• [PROBLEM STATEMENT]: Using the records below, reproduce exactly the lines from the one containing "segment --target freckle" through the end, and nothing more; skip the images.

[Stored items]
_ _ _ _

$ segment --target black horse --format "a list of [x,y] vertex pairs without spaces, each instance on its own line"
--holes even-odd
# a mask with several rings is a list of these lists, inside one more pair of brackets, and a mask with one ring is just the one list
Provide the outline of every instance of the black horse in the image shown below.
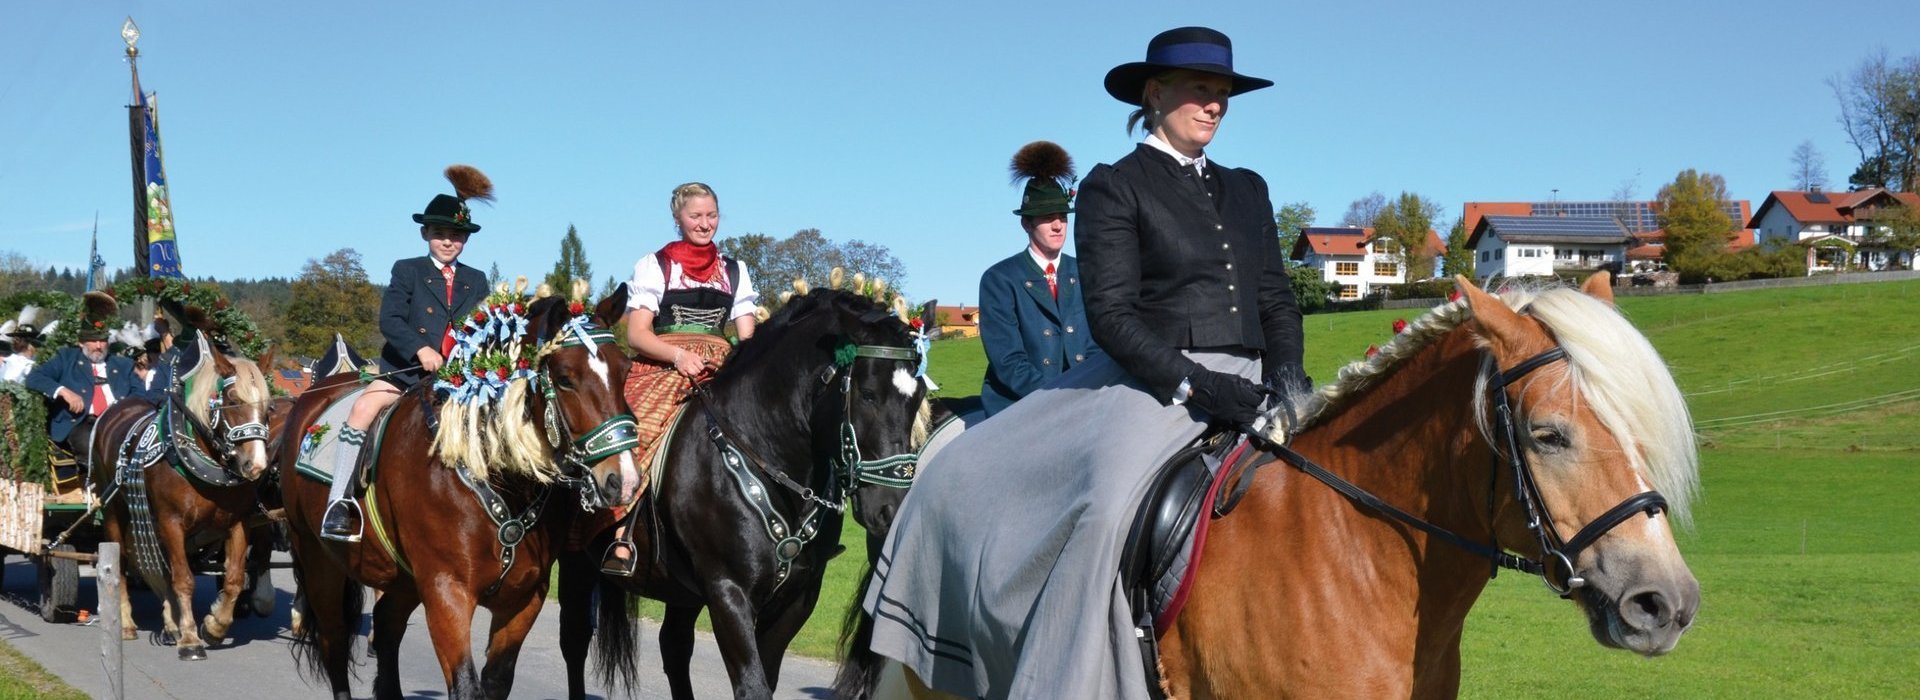
[[[912,478],[909,450],[926,427],[918,364],[911,328],[865,297],[831,289],[793,298],[734,350],[689,399],[666,438],[659,483],[629,521],[638,570],[598,579],[596,655],[609,685],[630,688],[637,673],[631,591],[667,605],[660,649],[675,698],[693,696],[694,620],[708,607],[735,697],[772,696],[787,644],[838,553],[843,504],[854,501],[855,520],[875,527],[903,491],[887,484]],[[594,635],[588,603],[598,563],[590,554],[609,536],[561,561],[560,645],[572,697],[585,696]]]

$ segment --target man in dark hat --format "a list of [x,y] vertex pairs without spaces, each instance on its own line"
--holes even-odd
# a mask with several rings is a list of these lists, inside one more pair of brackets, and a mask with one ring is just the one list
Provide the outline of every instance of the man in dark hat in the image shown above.
[[113,297],[87,292],[80,317],[71,321],[80,324],[80,345],[61,348],[27,373],[27,388],[53,399],[47,437],[72,452],[83,468],[92,464],[94,421],[133,393],[133,361],[107,352],[108,324],[119,308]]
[[[42,334],[49,328],[40,327],[40,307],[28,304],[20,309],[20,318],[9,319],[0,325],[0,334],[7,337],[7,354],[0,359],[0,382],[18,382],[27,378],[33,371],[34,356],[38,354],[42,343]],[[55,321],[51,325],[58,325]]]
[[1020,227],[1026,248],[980,276],[980,341],[987,376],[980,403],[992,416],[1100,349],[1080,303],[1080,268],[1061,252],[1073,213],[1073,159],[1035,141],[1013,156],[1015,181],[1025,180]]
[[336,438],[321,537],[360,541],[360,504],[347,497],[347,486],[367,428],[402,392],[440,370],[453,349],[454,322],[487,297],[486,273],[461,263],[460,253],[466,250],[467,237],[480,230],[467,200],[492,201],[493,183],[467,165],[449,166],[446,175],[454,194],[434,195],[426,211],[413,215],[420,239],[427,242],[427,255],[394,263],[393,279],[380,297],[380,335],[387,341],[375,361],[380,375],[354,401]]

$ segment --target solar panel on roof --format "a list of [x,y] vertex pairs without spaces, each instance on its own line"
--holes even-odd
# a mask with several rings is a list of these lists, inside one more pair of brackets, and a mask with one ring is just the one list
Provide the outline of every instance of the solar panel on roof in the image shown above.
[[1807,195],[1807,201],[1813,202],[1814,204],[1828,204],[1833,200],[1827,199],[1827,193],[1825,192],[1813,192]]

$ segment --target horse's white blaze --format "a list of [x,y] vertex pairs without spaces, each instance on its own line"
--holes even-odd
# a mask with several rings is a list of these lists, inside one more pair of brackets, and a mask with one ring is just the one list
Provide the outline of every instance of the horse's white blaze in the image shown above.
[[901,396],[913,398],[913,390],[919,387],[920,381],[913,378],[912,372],[899,368],[893,370],[893,388],[900,392]]
[[614,386],[613,378],[607,374],[607,361],[600,359],[600,353],[588,350],[587,366],[593,368],[593,375],[600,378],[600,383],[616,393],[620,391],[621,387]]

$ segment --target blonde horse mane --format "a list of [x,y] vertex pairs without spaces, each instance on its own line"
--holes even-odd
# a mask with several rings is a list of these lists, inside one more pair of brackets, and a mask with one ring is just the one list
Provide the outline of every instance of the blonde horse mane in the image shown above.
[[[548,342],[534,356],[533,366],[558,349],[559,339]],[[433,436],[433,455],[442,464],[465,465],[475,478],[486,480],[498,473],[512,474],[549,483],[559,475],[552,448],[540,433],[542,417],[527,415],[527,394],[533,391],[531,378],[507,382],[499,401],[440,404],[440,429]]]
[[[1686,400],[1652,343],[1617,308],[1577,289],[1515,285],[1495,296],[1517,313],[1539,320],[1566,349],[1568,388],[1576,391],[1575,398],[1587,402],[1634,471],[1667,498],[1672,519],[1690,525],[1689,509],[1700,490],[1699,449]],[[1340,368],[1333,382],[1316,391],[1295,395],[1299,421],[1293,432],[1331,417],[1334,409],[1472,317],[1465,298],[1437,306],[1407,324],[1378,354]],[[1476,384],[1474,414],[1481,432],[1490,434],[1485,381],[1482,377]]]
[[209,344],[203,343],[200,347],[207,353],[202,355],[206,360],[180,378],[180,399],[187,404],[187,413],[201,425],[213,425],[213,398],[220,393],[220,372],[214,368],[212,353],[220,353],[227,364],[233,366],[234,399],[243,404],[262,404],[265,410],[264,405],[273,394],[267,388],[267,375],[253,360],[220,352]]

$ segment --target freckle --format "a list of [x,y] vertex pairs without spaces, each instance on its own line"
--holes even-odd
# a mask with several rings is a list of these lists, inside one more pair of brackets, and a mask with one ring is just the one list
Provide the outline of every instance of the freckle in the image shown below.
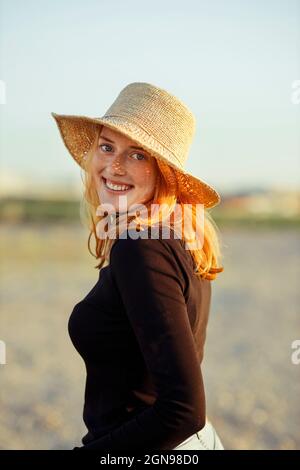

_ _ _ _

• [WRITTEN REPLY]:
$ segment --target freckle --format "a list of [x,y] vertex pairs without spaces, each instance on its own line"
--holes even-odd
# a mask with several rings is a list of these lists, inside one more pair of brackets, and a mask with one ring is just the one list
Provide the outline of every instance of the freckle in the image shown below.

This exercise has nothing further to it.